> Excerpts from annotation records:
** start **
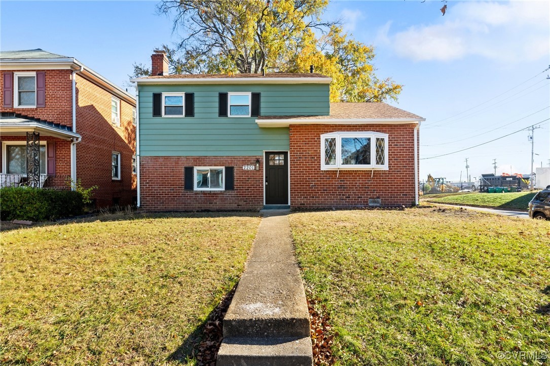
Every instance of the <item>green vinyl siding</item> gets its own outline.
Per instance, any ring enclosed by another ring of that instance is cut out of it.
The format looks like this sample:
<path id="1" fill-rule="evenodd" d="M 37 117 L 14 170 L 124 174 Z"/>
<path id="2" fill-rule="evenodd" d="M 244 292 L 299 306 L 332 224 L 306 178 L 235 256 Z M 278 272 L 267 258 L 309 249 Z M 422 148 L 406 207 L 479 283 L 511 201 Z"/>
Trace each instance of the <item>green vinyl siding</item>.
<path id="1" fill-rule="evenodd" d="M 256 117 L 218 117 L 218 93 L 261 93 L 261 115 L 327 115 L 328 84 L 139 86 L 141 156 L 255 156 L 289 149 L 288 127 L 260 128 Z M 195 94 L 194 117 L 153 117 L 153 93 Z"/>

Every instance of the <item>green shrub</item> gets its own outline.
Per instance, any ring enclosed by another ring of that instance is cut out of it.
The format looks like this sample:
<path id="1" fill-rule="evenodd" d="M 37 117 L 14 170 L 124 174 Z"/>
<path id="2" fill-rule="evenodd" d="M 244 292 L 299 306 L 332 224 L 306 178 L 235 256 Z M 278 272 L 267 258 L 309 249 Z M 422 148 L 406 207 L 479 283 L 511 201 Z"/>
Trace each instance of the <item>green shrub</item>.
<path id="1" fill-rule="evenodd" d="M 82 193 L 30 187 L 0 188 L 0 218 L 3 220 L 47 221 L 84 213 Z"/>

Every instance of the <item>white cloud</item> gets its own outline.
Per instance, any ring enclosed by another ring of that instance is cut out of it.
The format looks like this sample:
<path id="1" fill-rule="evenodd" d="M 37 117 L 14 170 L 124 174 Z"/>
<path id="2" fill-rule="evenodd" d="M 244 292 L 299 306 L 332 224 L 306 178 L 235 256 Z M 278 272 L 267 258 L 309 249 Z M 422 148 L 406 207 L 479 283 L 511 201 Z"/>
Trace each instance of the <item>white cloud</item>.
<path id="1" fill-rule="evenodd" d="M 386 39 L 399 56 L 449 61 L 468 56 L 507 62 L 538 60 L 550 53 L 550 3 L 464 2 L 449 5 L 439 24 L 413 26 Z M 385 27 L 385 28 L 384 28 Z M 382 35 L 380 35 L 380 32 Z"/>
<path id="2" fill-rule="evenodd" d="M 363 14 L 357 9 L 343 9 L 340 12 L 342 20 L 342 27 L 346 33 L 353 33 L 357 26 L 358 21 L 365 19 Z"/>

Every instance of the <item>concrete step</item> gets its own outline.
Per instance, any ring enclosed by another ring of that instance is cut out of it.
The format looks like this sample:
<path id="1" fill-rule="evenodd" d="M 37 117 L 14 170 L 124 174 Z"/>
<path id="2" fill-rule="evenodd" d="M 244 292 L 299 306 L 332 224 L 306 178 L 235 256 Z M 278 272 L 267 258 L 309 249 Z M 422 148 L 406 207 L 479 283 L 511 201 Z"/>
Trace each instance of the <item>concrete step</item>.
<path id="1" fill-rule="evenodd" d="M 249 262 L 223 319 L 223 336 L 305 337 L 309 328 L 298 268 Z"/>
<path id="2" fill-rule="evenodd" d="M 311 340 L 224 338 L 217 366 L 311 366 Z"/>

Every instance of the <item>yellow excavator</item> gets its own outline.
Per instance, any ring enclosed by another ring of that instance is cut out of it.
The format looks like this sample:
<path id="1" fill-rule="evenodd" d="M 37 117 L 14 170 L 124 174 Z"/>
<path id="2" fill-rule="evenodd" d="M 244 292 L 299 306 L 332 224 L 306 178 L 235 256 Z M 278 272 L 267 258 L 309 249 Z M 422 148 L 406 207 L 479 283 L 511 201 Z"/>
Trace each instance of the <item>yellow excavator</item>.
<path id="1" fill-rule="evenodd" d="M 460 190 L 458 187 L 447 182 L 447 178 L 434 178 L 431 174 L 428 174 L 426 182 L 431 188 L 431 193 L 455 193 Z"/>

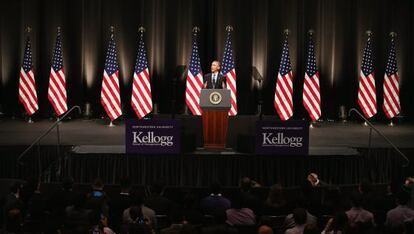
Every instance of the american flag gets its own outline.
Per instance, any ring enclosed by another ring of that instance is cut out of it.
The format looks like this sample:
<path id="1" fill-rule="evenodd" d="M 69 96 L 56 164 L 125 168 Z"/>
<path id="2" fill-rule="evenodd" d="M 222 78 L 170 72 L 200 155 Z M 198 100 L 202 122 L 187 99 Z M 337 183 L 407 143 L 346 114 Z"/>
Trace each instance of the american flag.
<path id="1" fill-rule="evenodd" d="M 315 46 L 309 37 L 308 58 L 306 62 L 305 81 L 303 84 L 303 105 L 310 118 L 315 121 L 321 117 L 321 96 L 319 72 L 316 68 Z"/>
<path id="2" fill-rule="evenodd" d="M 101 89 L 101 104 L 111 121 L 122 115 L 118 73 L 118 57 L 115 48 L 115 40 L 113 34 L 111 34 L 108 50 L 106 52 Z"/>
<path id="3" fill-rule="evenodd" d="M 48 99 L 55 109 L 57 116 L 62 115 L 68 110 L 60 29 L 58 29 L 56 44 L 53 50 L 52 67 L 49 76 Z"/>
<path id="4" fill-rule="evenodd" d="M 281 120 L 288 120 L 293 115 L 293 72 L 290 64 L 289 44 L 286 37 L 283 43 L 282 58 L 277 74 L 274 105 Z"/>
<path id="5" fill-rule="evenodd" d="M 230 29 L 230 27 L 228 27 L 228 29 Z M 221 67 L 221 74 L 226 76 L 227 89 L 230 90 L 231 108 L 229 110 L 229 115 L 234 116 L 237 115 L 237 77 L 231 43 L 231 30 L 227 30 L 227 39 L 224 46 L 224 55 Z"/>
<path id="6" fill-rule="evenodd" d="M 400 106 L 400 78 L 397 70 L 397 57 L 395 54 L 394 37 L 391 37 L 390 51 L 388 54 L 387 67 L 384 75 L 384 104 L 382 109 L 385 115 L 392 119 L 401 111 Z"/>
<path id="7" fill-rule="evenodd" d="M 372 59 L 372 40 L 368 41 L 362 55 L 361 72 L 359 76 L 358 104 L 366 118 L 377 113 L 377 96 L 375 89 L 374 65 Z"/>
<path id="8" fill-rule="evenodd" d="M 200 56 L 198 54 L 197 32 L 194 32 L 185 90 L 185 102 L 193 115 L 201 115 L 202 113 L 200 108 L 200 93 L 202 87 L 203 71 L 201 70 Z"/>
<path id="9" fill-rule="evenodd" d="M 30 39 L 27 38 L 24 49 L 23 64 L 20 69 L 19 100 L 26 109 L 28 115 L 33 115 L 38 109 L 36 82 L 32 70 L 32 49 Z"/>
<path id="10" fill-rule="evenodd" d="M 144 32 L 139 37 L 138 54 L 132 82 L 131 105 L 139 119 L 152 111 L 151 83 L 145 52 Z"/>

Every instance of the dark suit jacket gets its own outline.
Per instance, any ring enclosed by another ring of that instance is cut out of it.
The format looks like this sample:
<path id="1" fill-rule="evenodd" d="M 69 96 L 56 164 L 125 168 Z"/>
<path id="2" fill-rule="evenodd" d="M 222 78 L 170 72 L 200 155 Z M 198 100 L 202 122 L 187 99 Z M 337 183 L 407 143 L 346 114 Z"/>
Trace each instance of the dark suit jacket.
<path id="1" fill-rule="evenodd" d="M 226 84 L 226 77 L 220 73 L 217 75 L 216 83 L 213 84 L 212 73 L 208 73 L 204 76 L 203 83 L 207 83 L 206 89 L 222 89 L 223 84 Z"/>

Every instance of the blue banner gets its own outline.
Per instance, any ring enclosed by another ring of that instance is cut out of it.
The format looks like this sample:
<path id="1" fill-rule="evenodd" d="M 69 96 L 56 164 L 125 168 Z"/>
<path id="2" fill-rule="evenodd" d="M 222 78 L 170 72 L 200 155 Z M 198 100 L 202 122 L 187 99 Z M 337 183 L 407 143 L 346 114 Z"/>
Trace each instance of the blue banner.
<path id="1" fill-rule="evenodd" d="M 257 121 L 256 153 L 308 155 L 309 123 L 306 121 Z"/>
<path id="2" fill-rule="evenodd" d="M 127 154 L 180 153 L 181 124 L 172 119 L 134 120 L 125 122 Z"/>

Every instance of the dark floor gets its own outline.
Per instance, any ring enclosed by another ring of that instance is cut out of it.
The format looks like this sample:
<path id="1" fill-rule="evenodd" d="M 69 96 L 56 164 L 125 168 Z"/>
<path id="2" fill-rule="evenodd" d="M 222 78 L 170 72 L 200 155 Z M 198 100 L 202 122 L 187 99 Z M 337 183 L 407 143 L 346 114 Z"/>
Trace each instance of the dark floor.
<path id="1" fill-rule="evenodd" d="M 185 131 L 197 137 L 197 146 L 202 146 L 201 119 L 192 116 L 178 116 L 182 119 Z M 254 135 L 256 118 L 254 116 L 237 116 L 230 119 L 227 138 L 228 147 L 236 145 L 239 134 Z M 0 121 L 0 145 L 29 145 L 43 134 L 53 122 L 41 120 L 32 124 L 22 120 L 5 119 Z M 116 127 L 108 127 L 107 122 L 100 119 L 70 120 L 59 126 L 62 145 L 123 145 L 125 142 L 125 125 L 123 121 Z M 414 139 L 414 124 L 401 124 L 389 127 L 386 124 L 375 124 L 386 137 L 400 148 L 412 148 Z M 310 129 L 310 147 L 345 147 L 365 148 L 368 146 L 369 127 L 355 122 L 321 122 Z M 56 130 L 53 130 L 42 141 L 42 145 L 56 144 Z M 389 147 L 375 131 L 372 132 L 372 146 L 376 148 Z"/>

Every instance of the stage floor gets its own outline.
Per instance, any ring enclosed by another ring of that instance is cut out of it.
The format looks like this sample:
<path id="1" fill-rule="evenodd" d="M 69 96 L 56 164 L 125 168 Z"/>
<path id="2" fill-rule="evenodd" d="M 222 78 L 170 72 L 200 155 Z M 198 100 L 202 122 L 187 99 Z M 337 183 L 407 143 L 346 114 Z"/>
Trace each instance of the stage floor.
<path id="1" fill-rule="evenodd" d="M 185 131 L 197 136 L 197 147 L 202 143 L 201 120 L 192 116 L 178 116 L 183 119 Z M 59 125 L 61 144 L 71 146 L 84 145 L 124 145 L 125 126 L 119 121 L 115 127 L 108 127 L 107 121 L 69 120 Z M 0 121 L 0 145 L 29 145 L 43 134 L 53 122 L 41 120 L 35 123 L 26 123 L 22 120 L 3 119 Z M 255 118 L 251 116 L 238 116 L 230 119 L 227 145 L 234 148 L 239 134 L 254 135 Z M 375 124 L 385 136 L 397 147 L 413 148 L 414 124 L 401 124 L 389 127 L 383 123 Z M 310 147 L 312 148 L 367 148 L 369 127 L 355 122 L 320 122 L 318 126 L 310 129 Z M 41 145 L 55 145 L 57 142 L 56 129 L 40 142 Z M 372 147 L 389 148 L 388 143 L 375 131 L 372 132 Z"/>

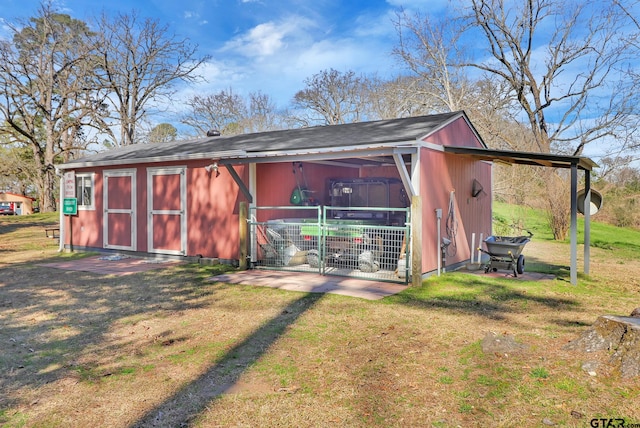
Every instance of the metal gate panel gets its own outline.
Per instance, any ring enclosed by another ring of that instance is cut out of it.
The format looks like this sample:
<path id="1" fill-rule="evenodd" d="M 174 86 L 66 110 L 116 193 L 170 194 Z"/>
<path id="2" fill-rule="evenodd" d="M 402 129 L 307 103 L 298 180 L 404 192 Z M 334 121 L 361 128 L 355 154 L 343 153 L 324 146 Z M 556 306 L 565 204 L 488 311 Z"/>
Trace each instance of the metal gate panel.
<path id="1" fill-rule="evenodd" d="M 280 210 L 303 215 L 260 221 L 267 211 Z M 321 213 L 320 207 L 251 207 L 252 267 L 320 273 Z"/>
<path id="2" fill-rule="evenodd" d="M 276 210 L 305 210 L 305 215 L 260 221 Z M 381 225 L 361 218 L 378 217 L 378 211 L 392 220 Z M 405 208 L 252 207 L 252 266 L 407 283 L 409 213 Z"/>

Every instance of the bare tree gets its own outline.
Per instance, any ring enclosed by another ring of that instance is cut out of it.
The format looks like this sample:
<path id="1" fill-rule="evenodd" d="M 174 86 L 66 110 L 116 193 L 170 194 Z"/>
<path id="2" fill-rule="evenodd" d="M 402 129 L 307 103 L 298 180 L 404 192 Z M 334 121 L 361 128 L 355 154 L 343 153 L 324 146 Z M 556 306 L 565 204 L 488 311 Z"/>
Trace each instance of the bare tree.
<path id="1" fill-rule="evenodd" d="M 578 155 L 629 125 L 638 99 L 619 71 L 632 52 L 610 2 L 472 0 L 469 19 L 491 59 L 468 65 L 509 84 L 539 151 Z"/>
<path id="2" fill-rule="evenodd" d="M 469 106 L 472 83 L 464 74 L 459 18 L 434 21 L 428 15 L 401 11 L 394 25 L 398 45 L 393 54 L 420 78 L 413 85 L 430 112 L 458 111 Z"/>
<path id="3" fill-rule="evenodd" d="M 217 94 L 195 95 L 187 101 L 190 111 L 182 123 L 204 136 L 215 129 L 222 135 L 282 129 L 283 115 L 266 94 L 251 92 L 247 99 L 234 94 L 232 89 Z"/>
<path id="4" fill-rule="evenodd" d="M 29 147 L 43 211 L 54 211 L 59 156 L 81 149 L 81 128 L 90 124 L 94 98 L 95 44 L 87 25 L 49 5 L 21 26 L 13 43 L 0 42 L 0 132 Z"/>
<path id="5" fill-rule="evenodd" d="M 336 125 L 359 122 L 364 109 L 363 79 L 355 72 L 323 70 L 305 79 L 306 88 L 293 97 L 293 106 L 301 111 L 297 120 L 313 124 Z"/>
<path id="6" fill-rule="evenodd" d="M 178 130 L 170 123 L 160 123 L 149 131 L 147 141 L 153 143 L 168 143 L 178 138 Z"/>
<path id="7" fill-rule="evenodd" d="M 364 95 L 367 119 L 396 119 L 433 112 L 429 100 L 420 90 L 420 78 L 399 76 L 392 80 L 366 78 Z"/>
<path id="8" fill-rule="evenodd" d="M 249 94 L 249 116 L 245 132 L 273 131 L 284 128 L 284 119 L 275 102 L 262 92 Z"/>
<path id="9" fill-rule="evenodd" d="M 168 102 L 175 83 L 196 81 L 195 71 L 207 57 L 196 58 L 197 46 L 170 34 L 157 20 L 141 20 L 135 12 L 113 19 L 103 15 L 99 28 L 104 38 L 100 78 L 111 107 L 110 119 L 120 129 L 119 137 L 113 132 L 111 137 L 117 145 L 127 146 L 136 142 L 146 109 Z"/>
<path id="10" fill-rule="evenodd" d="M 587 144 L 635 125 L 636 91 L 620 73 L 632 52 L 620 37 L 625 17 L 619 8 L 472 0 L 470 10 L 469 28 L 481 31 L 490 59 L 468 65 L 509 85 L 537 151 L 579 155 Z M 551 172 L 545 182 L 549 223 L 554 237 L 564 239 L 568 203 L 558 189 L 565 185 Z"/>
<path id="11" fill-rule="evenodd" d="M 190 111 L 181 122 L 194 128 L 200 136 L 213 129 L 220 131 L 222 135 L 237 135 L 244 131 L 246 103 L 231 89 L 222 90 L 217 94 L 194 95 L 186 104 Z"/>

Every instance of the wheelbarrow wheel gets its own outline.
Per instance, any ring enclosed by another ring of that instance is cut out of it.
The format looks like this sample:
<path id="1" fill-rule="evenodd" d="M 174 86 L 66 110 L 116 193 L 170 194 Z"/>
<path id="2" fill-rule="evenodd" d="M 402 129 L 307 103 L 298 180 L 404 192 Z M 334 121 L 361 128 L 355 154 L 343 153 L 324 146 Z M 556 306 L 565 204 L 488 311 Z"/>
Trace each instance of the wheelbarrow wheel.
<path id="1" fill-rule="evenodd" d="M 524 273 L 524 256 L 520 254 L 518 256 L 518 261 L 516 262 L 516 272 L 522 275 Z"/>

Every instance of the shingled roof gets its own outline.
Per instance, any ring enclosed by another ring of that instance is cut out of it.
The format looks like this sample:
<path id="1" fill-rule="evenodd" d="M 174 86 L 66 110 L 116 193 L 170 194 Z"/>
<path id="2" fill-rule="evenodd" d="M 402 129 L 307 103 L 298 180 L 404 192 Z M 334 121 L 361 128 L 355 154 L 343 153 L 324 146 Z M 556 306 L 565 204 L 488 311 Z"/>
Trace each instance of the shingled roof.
** end **
> Task:
Find every line in the material above that contains the string "american" and copy each one out. Case counts.

> Exercise solution:
Every instance of the american flag gets its own outline.
Trace each instance of the american flag.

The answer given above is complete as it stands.